Дословно извлеките из отрывка о знакомстве Чулкова с Ахматовой фрагмент, начав с места, где стоят слова «Первые же строфы…», и остановившись после слов «благоуханием живых стихов.».

* [Приведённый отрывок]
■ ■ ■ ■ ■
Полагая, что это одна из тогдашних поэтесс, я равнодушно и рассеянно попросил ее прочесть что-нибудь. Она стала читать стихи, какие потом вошли в ее первую книгу "Вечер".

Первые же строфы… заставили меня насторожиться.

– Еще!.. Еще!.. Читайте еще, – бормотал я, наслаждаясь новою, своеобразною мелодией, тонким и острым благоуханием живых стихов.

– Вы – поэт, – сказал я совсем не тем равнодушным голосом, каким просил ее читать свои стихи. Так я познакомился с Анной Андреевной Ахматовой. Я горжусь тем, что на мою долю выпало счастье предсказать ей ее большое место в русской поэзии в те дни, когда она еще не напечатала, кажется, ни одного своего стихотворения. Вскоре мне пришлось уехать в Париж на несколько месяцев. Там, в Париже, я опять встретил Ахматову. Это был 1911 год».

«Годы странствий», повторю, создавались в конце двадцатых, и Чулков, по понятным соображениям, навел тень на плетень. Тем не менее его жена Надежда Григорьевна после смерти Георгия Ивановича сочла своим долгом приоткрыть ровно полвека таимый секрет. Рассказала о том, что в мае 1911-го юная и очень красивая Ахматова появилась в Париже одновременно с ее мужем и в течение почти трех месяцев Георгий Иванович регулярно с ней виделся: «Я впервые встретилась с Ахматовой в Париже в 1911 году. Она приехала туда в одно время с моим мужем, а я приехала месяцем раньше… Г.И. писал мне из Петербурга, что открыл нового поэта… Он присылал мне ее стихи…»

Мемуары Надежды Григорьевны – еще одно, пусть и не прямое, свидетельство того, что Георгий Иванович в целях конспирации «слил в одно» несколько встреч с Ахматовой. Первое знакомство с интересной сероглазкой в редакции «Аполлона» (ранней осенью 1910-го) на вернисаже прижурнальных «мирискусников». Нечаянную встречу с ней же на петербургской, уже городской, выставке «Мира искусства», открывшейся для прессы 30 декабря 1910-го. И еще одну, видимо, уже не случайную, а оговоренную заранее, на вечере Федора Сологуба 1 марта 1911-го в концертном зале Тенишевского училища. Чулков как бы по забывчивости не уточняет даты, смазывает их, но в главном не лжесвидетельствует. Упоминаемый им первомартовский вечер Сологуба действительно состоялся «спустя несколько дней» после вернисажа художников «Мира искусства». Вот только не петербургского, а московского. Московская выставка открылась 26 февраля, и Г.И. был на ее открытии. Однако к первому марта вернулся в Петербург и присутствовал на вечере Сологуба. По-видимому, именно в тот весенний вечер Ахматова и прочитала Георгию Ивановичу стихи, составившие ядро книги «Вечер». При первой с ним встрече ранней осенью 1910-го ей пока нечем поразить неожиданного поклонника. Эффектными были разве что «Змея» да «Синий вечер». Даже «Сероглазый король» в сентябре еще не написан. Зато к 1 марта 1911 года уже создан зимний любовный цикл. Вчитаемся же в эти строки (привожу лишь самые выразительные фрагменты входящих в него стихотворений):

8 января 1911. Киев:

 
Сжала руки под темной вуалью…
«Отчего ты сегодня бледна?» —
Оттого, что я терпкой печалью
Напоила его допьяна.
■ ■ ■ ■ ■
* [Исходные данные]
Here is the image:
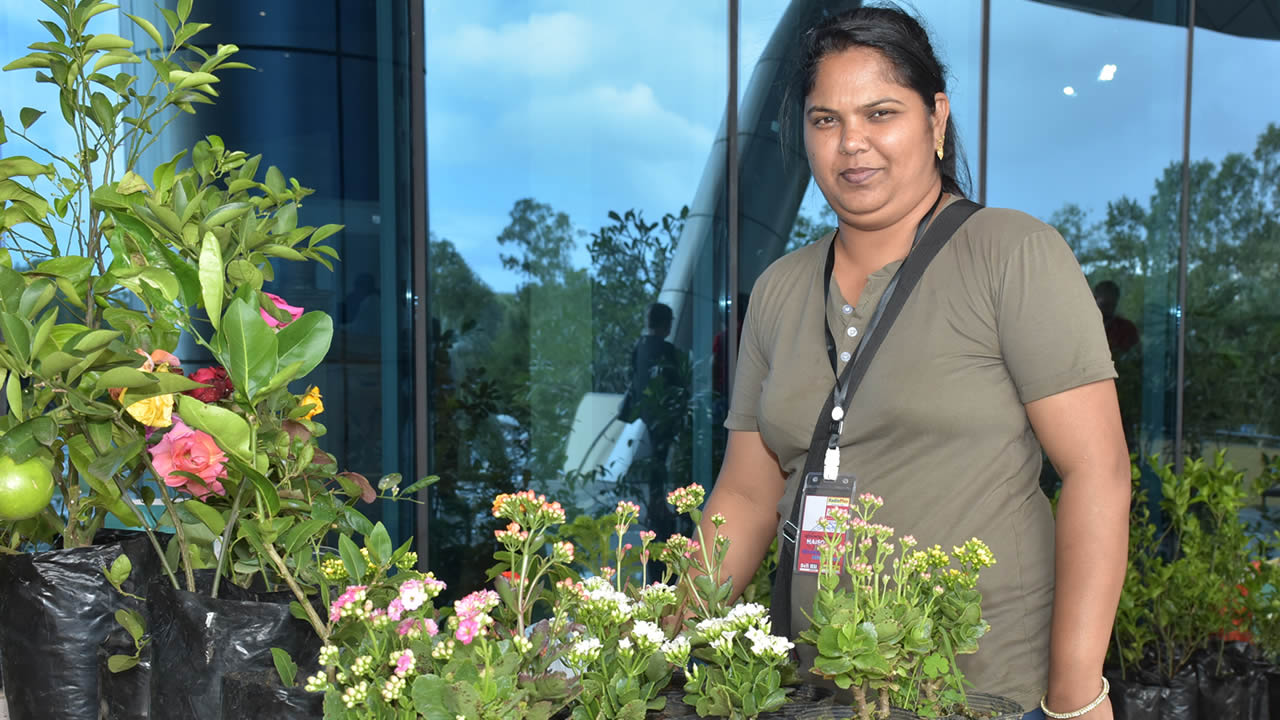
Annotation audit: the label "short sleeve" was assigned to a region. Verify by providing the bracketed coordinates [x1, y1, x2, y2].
[996, 229, 1116, 405]
[724, 289, 769, 432]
■ ■ ■ ■ ■
* [Результат задания]
Первые же строфы… заставили меня насторожиться.

– Еще!.. Еще!.. Читайте еще, – бормотал я, наслаждаясь новою, своеобразною мелодией, тонким и острым благоуханием живых стихов.